課題 1> エントリのうち、「standing」という文字列を含む行をすべて抜き出してください。大文字と小文字は区別します。

では、そうしたヨーロッパの銀行というのはどういうものなのだろうか? あまり知られていないが、実はその多くは昔の植民地銀行の名残であり、東インド会社のように植民地につくった会社の末裔(まつえい)であることが多い。
ヨーロッパというのは、かつて世界中に植民地を持っていた。大英帝国もあったし、それ以前ではスペインやポルトガルなどのヨーロッパ列強が世界中に植民地を持っており、その植民地を支配していたのが、アジアでは東インド会社のような会社である。
そういった会社が世界中にそれぞれ支店を持っていて、それが時代の変遷とともに金融機関の名前に形を変えたのだ。
かつて、植民地支配の構造というのは農産物などの一次産品を中心としたものだった。香辛料貿易や紅茶貿易をはじめとして、低賃金の労働力を使うことで植民地で安い物をつくらせて、それを自国に持ってくる。
当然、自国民はそれらの安い食品を買うことができるようになり、それによって豊かになるというわけだ。これが、かつての植民地支配の構造であった。
しかし、世界経済の主力が農業から工業へと移り変わっていくにつれて、植民地支配の構造も変わってくる。
第一世界大戦前からの流れを見るとわかりやすいのだが、イギリスで産業革命が起こり、世界でもっとも大きい産業はそれまでの農業・漁業といった第一次産業から第二次産業、第三次産業へと広がっていった。そして、そのなかでも工業の意味合いが非常に大きくなってきたという流れがある。

(画像領域ラベル付けのエントリ)
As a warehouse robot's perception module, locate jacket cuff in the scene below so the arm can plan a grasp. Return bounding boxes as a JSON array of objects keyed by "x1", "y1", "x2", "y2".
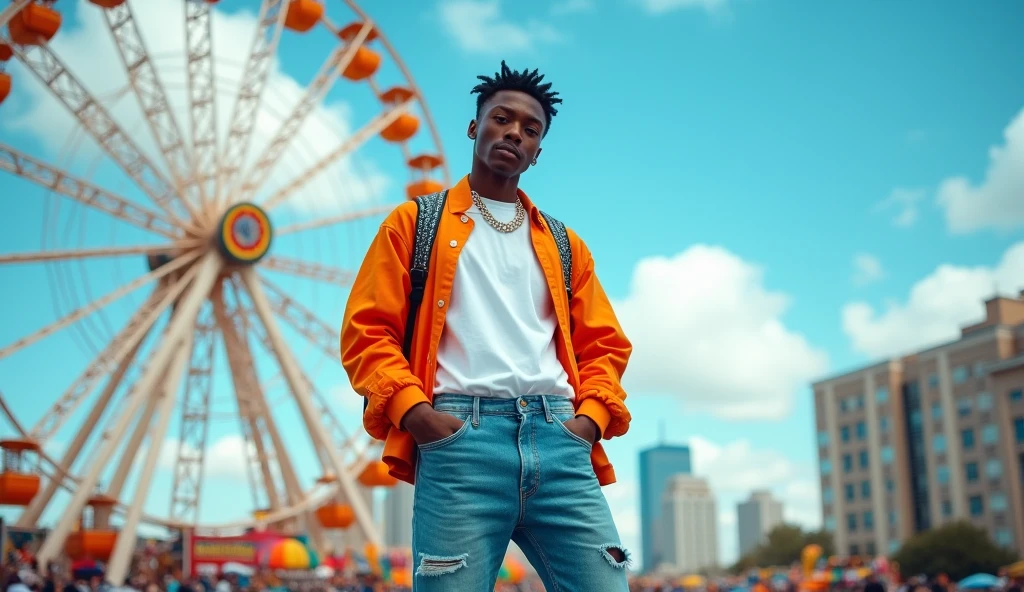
[
  {"x1": 384, "y1": 386, "x2": 430, "y2": 429},
  {"x1": 577, "y1": 398, "x2": 611, "y2": 438}
]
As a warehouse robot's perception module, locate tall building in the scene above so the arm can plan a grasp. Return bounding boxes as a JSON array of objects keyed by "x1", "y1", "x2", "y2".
[
  {"x1": 384, "y1": 481, "x2": 416, "y2": 547},
  {"x1": 813, "y1": 292, "x2": 1024, "y2": 554},
  {"x1": 654, "y1": 475, "x2": 718, "y2": 574},
  {"x1": 736, "y1": 490, "x2": 782, "y2": 556},
  {"x1": 640, "y1": 445, "x2": 690, "y2": 570}
]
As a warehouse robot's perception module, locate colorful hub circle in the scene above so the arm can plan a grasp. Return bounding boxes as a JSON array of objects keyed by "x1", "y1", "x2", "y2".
[{"x1": 220, "y1": 204, "x2": 272, "y2": 265}]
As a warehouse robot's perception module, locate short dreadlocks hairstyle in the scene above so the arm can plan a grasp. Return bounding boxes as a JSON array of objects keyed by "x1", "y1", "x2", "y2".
[{"x1": 470, "y1": 59, "x2": 562, "y2": 135}]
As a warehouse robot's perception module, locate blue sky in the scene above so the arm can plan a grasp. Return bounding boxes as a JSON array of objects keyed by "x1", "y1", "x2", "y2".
[{"x1": 0, "y1": 0, "x2": 1024, "y2": 560}]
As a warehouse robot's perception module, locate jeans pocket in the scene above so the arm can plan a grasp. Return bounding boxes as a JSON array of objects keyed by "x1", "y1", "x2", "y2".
[
  {"x1": 551, "y1": 413, "x2": 594, "y2": 451},
  {"x1": 419, "y1": 412, "x2": 470, "y2": 453}
]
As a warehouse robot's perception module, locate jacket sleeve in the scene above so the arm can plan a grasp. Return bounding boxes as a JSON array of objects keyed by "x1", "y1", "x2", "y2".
[
  {"x1": 341, "y1": 205, "x2": 428, "y2": 439},
  {"x1": 569, "y1": 230, "x2": 633, "y2": 438}
]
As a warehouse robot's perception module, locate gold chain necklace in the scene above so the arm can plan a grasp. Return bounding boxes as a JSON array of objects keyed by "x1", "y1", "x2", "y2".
[{"x1": 470, "y1": 189, "x2": 526, "y2": 232}]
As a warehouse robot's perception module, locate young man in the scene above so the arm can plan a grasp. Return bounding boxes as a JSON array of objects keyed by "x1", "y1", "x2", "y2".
[{"x1": 341, "y1": 61, "x2": 632, "y2": 592}]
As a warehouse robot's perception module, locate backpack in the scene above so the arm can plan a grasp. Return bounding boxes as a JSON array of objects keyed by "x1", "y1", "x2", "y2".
[{"x1": 362, "y1": 189, "x2": 572, "y2": 411}]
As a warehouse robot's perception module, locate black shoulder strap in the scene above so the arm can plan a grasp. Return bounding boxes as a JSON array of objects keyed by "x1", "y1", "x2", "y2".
[
  {"x1": 541, "y1": 212, "x2": 572, "y2": 300},
  {"x1": 401, "y1": 189, "x2": 447, "y2": 360}
]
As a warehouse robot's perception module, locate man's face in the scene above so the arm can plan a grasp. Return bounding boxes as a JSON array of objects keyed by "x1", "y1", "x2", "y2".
[{"x1": 469, "y1": 90, "x2": 545, "y2": 177}]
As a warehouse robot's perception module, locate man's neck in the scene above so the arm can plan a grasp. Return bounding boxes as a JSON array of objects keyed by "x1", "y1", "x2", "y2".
[{"x1": 469, "y1": 161, "x2": 519, "y2": 204}]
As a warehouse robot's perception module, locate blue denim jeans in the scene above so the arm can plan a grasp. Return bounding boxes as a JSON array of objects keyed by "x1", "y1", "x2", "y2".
[{"x1": 413, "y1": 394, "x2": 629, "y2": 592}]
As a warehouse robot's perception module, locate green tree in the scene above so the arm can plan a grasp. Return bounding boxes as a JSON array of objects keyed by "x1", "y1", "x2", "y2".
[{"x1": 893, "y1": 521, "x2": 1017, "y2": 582}]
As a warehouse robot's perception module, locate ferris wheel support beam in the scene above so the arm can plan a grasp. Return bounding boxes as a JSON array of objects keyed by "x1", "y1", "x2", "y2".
[
  {"x1": 214, "y1": 288, "x2": 323, "y2": 544},
  {"x1": 262, "y1": 99, "x2": 413, "y2": 212},
  {"x1": 237, "y1": 20, "x2": 373, "y2": 202},
  {"x1": 184, "y1": 0, "x2": 219, "y2": 214},
  {"x1": 218, "y1": 0, "x2": 288, "y2": 203},
  {"x1": 36, "y1": 251, "x2": 222, "y2": 569},
  {"x1": 0, "y1": 143, "x2": 181, "y2": 239},
  {"x1": 242, "y1": 267, "x2": 381, "y2": 546},
  {"x1": 0, "y1": 35, "x2": 199, "y2": 225},
  {"x1": 273, "y1": 204, "x2": 396, "y2": 237},
  {"x1": 32, "y1": 267, "x2": 195, "y2": 440},
  {"x1": 106, "y1": 327, "x2": 195, "y2": 586},
  {"x1": 0, "y1": 247, "x2": 198, "y2": 360},
  {"x1": 102, "y1": 2, "x2": 195, "y2": 209}
]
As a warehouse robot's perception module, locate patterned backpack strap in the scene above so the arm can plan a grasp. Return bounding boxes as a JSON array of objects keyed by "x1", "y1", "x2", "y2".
[
  {"x1": 541, "y1": 212, "x2": 572, "y2": 300},
  {"x1": 401, "y1": 189, "x2": 447, "y2": 360}
]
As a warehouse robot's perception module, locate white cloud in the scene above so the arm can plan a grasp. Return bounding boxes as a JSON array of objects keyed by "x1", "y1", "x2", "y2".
[
  {"x1": 551, "y1": 0, "x2": 594, "y2": 16},
  {"x1": 614, "y1": 245, "x2": 827, "y2": 419},
  {"x1": 853, "y1": 253, "x2": 886, "y2": 286},
  {"x1": 3, "y1": 0, "x2": 390, "y2": 213},
  {"x1": 872, "y1": 187, "x2": 928, "y2": 228},
  {"x1": 843, "y1": 243, "x2": 1024, "y2": 357},
  {"x1": 638, "y1": 0, "x2": 728, "y2": 14},
  {"x1": 437, "y1": 0, "x2": 562, "y2": 53},
  {"x1": 938, "y1": 109, "x2": 1024, "y2": 232}
]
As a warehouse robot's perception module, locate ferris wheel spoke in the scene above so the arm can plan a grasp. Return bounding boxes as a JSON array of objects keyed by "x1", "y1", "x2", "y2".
[
  {"x1": 103, "y1": 2, "x2": 196, "y2": 212},
  {"x1": 0, "y1": 35, "x2": 195, "y2": 228},
  {"x1": 273, "y1": 205, "x2": 395, "y2": 237},
  {"x1": 184, "y1": 0, "x2": 218, "y2": 212},
  {"x1": 169, "y1": 307, "x2": 216, "y2": 524},
  {"x1": 241, "y1": 267, "x2": 381, "y2": 545},
  {"x1": 0, "y1": 143, "x2": 181, "y2": 239},
  {"x1": 36, "y1": 252, "x2": 222, "y2": 573},
  {"x1": 262, "y1": 99, "x2": 414, "y2": 211},
  {"x1": 0, "y1": 239, "x2": 203, "y2": 265},
  {"x1": 263, "y1": 256, "x2": 355, "y2": 287},
  {"x1": 0, "y1": 247, "x2": 199, "y2": 360},
  {"x1": 218, "y1": 0, "x2": 288, "y2": 206},
  {"x1": 238, "y1": 22, "x2": 373, "y2": 202}
]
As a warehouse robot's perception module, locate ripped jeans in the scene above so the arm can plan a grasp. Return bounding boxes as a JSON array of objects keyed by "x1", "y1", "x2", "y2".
[{"x1": 413, "y1": 394, "x2": 629, "y2": 592}]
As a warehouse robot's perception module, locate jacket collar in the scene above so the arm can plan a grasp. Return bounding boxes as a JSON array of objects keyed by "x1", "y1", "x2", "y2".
[{"x1": 446, "y1": 175, "x2": 544, "y2": 228}]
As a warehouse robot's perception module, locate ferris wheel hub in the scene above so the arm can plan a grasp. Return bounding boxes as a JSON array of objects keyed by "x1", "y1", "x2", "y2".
[{"x1": 217, "y1": 203, "x2": 273, "y2": 265}]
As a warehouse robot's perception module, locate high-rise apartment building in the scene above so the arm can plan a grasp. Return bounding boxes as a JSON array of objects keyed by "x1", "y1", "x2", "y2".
[
  {"x1": 640, "y1": 445, "x2": 690, "y2": 570},
  {"x1": 653, "y1": 475, "x2": 718, "y2": 574},
  {"x1": 736, "y1": 490, "x2": 782, "y2": 556},
  {"x1": 813, "y1": 292, "x2": 1024, "y2": 555}
]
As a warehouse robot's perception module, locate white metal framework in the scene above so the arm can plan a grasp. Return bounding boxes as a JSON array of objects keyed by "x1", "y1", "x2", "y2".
[{"x1": 0, "y1": 0, "x2": 450, "y2": 585}]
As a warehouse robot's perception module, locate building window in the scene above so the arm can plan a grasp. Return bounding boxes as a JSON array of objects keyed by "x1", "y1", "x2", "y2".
[{"x1": 964, "y1": 463, "x2": 978, "y2": 483}]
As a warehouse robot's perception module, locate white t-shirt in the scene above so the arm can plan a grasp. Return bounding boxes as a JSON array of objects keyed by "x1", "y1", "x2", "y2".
[{"x1": 433, "y1": 198, "x2": 574, "y2": 398}]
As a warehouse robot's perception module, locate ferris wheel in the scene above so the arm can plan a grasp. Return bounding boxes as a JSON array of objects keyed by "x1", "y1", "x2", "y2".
[{"x1": 0, "y1": 0, "x2": 450, "y2": 584}]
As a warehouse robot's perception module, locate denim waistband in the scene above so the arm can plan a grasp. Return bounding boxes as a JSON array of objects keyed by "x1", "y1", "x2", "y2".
[{"x1": 433, "y1": 393, "x2": 575, "y2": 415}]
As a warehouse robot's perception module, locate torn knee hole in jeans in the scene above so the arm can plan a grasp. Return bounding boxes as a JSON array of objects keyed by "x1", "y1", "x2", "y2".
[
  {"x1": 416, "y1": 553, "x2": 469, "y2": 576},
  {"x1": 599, "y1": 545, "x2": 632, "y2": 569}
]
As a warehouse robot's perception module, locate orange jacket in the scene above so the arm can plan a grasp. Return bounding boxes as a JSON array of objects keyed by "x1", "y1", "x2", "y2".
[{"x1": 341, "y1": 176, "x2": 633, "y2": 484}]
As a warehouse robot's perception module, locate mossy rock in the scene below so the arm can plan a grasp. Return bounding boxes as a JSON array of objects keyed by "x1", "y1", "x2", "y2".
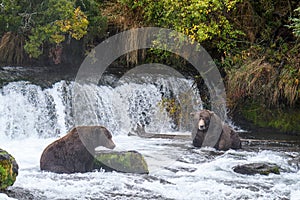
[
  {"x1": 0, "y1": 149, "x2": 19, "y2": 190},
  {"x1": 94, "y1": 150, "x2": 149, "y2": 174},
  {"x1": 233, "y1": 163, "x2": 280, "y2": 175}
]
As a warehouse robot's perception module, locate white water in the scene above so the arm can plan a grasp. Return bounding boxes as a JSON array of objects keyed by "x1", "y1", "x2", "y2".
[{"x1": 0, "y1": 80, "x2": 300, "y2": 200}]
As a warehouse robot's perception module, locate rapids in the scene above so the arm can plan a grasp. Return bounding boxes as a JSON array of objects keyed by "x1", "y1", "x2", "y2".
[{"x1": 0, "y1": 78, "x2": 300, "y2": 200}]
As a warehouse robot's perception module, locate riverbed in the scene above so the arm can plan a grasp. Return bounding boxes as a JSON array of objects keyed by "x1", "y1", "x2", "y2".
[{"x1": 0, "y1": 75, "x2": 300, "y2": 200}]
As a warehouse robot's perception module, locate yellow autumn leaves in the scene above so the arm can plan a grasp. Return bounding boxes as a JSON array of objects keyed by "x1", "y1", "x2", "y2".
[{"x1": 51, "y1": 7, "x2": 89, "y2": 44}]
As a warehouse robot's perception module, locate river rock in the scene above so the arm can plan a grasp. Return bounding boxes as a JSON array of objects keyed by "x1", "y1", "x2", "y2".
[
  {"x1": 233, "y1": 163, "x2": 280, "y2": 175},
  {"x1": 94, "y1": 150, "x2": 149, "y2": 174},
  {"x1": 0, "y1": 149, "x2": 19, "y2": 190}
]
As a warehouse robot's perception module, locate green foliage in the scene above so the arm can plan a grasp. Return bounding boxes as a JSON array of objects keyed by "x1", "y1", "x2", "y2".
[
  {"x1": 0, "y1": 149, "x2": 18, "y2": 190},
  {"x1": 120, "y1": 0, "x2": 243, "y2": 51},
  {"x1": 0, "y1": 0, "x2": 105, "y2": 58}
]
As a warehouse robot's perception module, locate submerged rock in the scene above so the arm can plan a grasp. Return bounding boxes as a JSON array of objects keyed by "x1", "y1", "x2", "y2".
[
  {"x1": 233, "y1": 163, "x2": 280, "y2": 175},
  {"x1": 0, "y1": 149, "x2": 19, "y2": 190},
  {"x1": 94, "y1": 150, "x2": 149, "y2": 174}
]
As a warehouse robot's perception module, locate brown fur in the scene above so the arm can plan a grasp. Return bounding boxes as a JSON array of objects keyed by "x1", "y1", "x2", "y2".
[
  {"x1": 40, "y1": 126, "x2": 115, "y2": 173},
  {"x1": 192, "y1": 110, "x2": 241, "y2": 150}
]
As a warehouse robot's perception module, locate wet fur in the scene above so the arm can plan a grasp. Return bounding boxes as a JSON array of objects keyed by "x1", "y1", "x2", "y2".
[
  {"x1": 192, "y1": 110, "x2": 241, "y2": 150},
  {"x1": 40, "y1": 126, "x2": 115, "y2": 173}
]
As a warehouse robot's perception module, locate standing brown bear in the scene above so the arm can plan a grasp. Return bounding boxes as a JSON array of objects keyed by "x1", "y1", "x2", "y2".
[
  {"x1": 192, "y1": 110, "x2": 241, "y2": 150},
  {"x1": 40, "y1": 126, "x2": 115, "y2": 173}
]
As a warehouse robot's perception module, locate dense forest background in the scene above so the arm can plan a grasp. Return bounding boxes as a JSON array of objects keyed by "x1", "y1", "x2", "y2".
[{"x1": 0, "y1": 0, "x2": 300, "y2": 133}]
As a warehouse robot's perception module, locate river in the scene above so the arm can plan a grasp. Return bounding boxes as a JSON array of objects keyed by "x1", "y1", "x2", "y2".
[{"x1": 0, "y1": 71, "x2": 300, "y2": 200}]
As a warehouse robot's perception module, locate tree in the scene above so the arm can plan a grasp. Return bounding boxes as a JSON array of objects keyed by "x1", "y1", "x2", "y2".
[{"x1": 0, "y1": 0, "x2": 105, "y2": 62}]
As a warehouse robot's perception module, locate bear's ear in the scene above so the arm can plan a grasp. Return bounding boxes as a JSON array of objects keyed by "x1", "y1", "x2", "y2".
[{"x1": 208, "y1": 110, "x2": 215, "y2": 116}]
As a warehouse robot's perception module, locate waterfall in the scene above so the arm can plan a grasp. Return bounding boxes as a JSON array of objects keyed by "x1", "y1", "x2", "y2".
[{"x1": 0, "y1": 77, "x2": 202, "y2": 139}]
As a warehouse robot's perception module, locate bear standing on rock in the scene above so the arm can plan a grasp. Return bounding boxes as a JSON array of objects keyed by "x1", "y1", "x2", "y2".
[
  {"x1": 192, "y1": 110, "x2": 241, "y2": 150},
  {"x1": 40, "y1": 126, "x2": 115, "y2": 173}
]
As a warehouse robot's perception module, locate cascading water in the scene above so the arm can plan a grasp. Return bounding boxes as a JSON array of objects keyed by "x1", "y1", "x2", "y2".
[
  {"x1": 0, "y1": 74, "x2": 300, "y2": 200},
  {"x1": 0, "y1": 77, "x2": 201, "y2": 138}
]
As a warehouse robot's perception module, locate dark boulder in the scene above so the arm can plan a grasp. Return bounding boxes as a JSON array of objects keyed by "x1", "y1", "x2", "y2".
[{"x1": 94, "y1": 150, "x2": 149, "y2": 174}]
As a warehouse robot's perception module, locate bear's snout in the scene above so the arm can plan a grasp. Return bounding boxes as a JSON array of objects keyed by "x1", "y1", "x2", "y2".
[
  {"x1": 106, "y1": 140, "x2": 116, "y2": 149},
  {"x1": 198, "y1": 119, "x2": 206, "y2": 131}
]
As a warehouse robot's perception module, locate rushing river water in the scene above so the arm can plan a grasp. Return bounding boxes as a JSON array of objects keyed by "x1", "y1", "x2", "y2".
[{"x1": 0, "y1": 79, "x2": 300, "y2": 200}]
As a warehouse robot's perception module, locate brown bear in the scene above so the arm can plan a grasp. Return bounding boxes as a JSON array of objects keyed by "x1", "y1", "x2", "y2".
[
  {"x1": 40, "y1": 126, "x2": 115, "y2": 173},
  {"x1": 192, "y1": 110, "x2": 241, "y2": 150}
]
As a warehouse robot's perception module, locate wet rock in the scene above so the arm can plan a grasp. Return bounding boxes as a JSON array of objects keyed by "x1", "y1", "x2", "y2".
[
  {"x1": 0, "y1": 149, "x2": 19, "y2": 190},
  {"x1": 94, "y1": 150, "x2": 149, "y2": 174},
  {"x1": 233, "y1": 163, "x2": 280, "y2": 175}
]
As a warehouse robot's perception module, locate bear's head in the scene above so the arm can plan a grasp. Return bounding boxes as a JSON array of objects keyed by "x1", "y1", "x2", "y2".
[
  {"x1": 194, "y1": 110, "x2": 214, "y2": 131},
  {"x1": 192, "y1": 110, "x2": 222, "y2": 147}
]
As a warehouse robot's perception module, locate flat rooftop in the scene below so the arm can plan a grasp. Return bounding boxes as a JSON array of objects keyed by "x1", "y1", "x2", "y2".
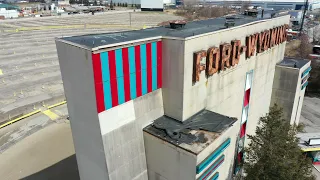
[
  {"x1": 278, "y1": 57, "x2": 310, "y2": 69},
  {"x1": 61, "y1": 11, "x2": 286, "y2": 49},
  {"x1": 143, "y1": 110, "x2": 237, "y2": 155}
]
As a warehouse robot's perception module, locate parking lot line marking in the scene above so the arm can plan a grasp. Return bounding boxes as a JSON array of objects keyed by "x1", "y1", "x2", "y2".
[{"x1": 43, "y1": 109, "x2": 59, "y2": 120}]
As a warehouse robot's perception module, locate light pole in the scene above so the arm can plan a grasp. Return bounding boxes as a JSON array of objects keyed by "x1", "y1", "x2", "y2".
[{"x1": 299, "y1": 0, "x2": 308, "y2": 36}]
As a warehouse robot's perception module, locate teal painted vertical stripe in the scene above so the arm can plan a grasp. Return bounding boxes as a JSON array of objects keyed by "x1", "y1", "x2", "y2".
[
  {"x1": 128, "y1": 47, "x2": 137, "y2": 99},
  {"x1": 210, "y1": 172, "x2": 219, "y2": 180},
  {"x1": 116, "y1": 49, "x2": 125, "y2": 104},
  {"x1": 151, "y1": 42, "x2": 158, "y2": 91},
  {"x1": 100, "y1": 52, "x2": 112, "y2": 109},
  {"x1": 140, "y1": 44, "x2": 148, "y2": 95}
]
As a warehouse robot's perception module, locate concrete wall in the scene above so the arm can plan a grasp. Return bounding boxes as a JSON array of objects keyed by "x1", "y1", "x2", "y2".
[
  {"x1": 271, "y1": 66, "x2": 299, "y2": 122},
  {"x1": 162, "y1": 39, "x2": 184, "y2": 121},
  {"x1": 144, "y1": 132, "x2": 197, "y2": 180},
  {"x1": 271, "y1": 62, "x2": 310, "y2": 124},
  {"x1": 56, "y1": 41, "x2": 109, "y2": 180},
  {"x1": 179, "y1": 16, "x2": 289, "y2": 139},
  {"x1": 197, "y1": 120, "x2": 240, "y2": 179},
  {"x1": 99, "y1": 89, "x2": 163, "y2": 180},
  {"x1": 292, "y1": 61, "x2": 311, "y2": 124}
]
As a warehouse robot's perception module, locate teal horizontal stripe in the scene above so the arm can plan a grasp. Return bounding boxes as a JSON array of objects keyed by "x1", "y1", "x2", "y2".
[
  {"x1": 198, "y1": 155, "x2": 224, "y2": 180},
  {"x1": 210, "y1": 172, "x2": 219, "y2": 180},
  {"x1": 196, "y1": 138, "x2": 231, "y2": 174}
]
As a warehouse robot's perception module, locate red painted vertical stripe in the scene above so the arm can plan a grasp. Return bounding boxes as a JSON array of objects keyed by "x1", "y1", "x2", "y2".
[
  {"x1": 92, "y1": 54, "x2": 105, "y2": 113},
  {"x1": 122, "y1": 48, "x2": 130, "y2": 102},
  {"x1": 157, "y1": 41, "x2": 162, "y2": 88},
  {"x1": 134, "y1": 45, "x2": 142, "y2": 97},
  {"x1": 108, "y1": 51, "x2": 119, "y2": 107},
  {"x1": 147, "y1": 43, "x2": 152, "y2": 93}
]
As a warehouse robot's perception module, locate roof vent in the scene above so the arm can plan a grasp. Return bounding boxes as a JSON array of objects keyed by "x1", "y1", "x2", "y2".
[
  {"x1": 244, "y1": 9, "x2": 258, "y2": 16},
  {"x1": 224, "y1": 16, "x2": 236, "y2": 28},
  {"x1": 169, "y1": 20, "x2": 187, "y2": 29}
]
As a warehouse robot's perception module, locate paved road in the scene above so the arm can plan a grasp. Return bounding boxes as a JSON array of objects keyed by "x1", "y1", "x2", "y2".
[
  {"x1": 0, "y1": 123, "x2": 79, "y2": 180},
  {"x1": 300, "y1": 97, "x2": 320, "y2": 180},
  {"x1": 0, "y1": 97, "x2": 320, "y2": 180},
  {"x1": 300, "y1": 97, "x2": 320, "y2": 133}
]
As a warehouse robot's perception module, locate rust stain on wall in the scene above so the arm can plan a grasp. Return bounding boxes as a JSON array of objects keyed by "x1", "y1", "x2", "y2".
[
  {"x1": 207, "y1": 47, "x2": 220, "y2": 76},
  {"x1": 193, "y1": 50, "x2": 207, "y2": 82},
  {"x1": 220, "y1": 43, "x2": 232, "y2": 70}
]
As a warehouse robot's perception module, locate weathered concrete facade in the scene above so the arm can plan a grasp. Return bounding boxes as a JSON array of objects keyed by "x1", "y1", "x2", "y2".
[
  {"x1": 271, "y1": 58, "x2": 311, "y2": 124},
  {"x1": 57, "y1": 13, "x2": 289, "y2": 180}
]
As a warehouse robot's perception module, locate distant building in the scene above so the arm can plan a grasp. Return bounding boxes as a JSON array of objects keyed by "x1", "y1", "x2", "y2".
[
  {"x1": 141, "y1": 0, "x2": 164, "y2": 11},
  {"x1": 204, "y1": 0, "x2": 320, "y2": 10}
]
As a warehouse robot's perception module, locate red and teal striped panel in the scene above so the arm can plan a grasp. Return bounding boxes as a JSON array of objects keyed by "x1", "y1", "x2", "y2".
[{"x1": 92, "y1": 41, "x2": 162, "y2": 113}]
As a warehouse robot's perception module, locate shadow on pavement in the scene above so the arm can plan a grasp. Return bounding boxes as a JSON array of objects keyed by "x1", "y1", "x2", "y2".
[{"x1": 22, "y1": 154, "x2": 80, "y2": 180}]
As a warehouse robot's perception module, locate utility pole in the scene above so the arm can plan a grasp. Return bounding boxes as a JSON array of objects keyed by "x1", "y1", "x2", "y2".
[{"x1": 299, "y1": 0, "x2": 308, "y2": 36}]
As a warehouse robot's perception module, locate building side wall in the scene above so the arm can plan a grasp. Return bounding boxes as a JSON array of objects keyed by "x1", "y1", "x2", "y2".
[
  {"x1": 183, "y1": 16, "x2": 289, "y2": 142},
  {"x1": 293, "y1": 61, "x2": 311, "y2": 124},
  {"x1": 271, "y1": 66, "x2": 299, "y2": 123},
  {"x1": 197, "y1": 120, "x2": 240, "y2": 179},
  {"x1": 56, "y1": 41, "x2": 108, "y2": 180},
  {"x1": 143, "y1": 132, "x2": 196, "y2": 180},
  {"x1": 99, "y1": 89, "x2": 164, "y2": 180},
  {"x1": 162, "y1": 39, "x2": 185, "y2": 121}
]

課題 2> 上にある、ヨーロッパの銀行と植民地の歴史を扱った本文を、最後の文のあとから続けて書いてください。

正解 1>
As a warehouse robot's perception module, locate standing brown bear in the scene above so the arm can plan a grasp. Return bounding boxes as a JSON array of objects keyed by "x1", "y1", "x2", "y2".
As a warehouse robot's perception module, locate bear standing on rock in the scene above so the arm can plan a grasp. Return bounding boxes as a JSON array of objects keyed by "x1", "y1", "x2", "y2".

正解 2>
そこで、その工業を植民地支配に活かすにはどうしたらいいかと考えたとき、金融による支配というのが正解になった。新興国に技術供与とともに資本を投下して会社をつくり、安価な労働力で工業製品をつくらせる。そして、その製品を自国や他国へ送るという流れだ。
そうすると、まず配当で儲けることができるようになる。一時、日本企業にも来ていた「ハゲタカファンド」や「物言う株主」などというのはその典型だ。株主として企業の中に入っていって、内部留保を認めず、企業の利益をほとんど吐き出させてしまう。あれこそ、金融による支配構造の典型的な姿といえるだろう。
また、新興国にはそもそも資本がないので、どこかからお金を借りてこなくてはならない。そこで、高い金利でお金を貸してその金利で儲けて、さらに配当で儲けるということをするようになった。
つまり、これは二重に金儲けができる構造になっているのだ。
そうなると、新興国側はどんなに低賃金でいい物をつくろうと、その利益のほとんどは先進国に吸い取られていき、国内には利益は残らないという構図になる。
これが、金融による植民地支配構造の実態なのだ。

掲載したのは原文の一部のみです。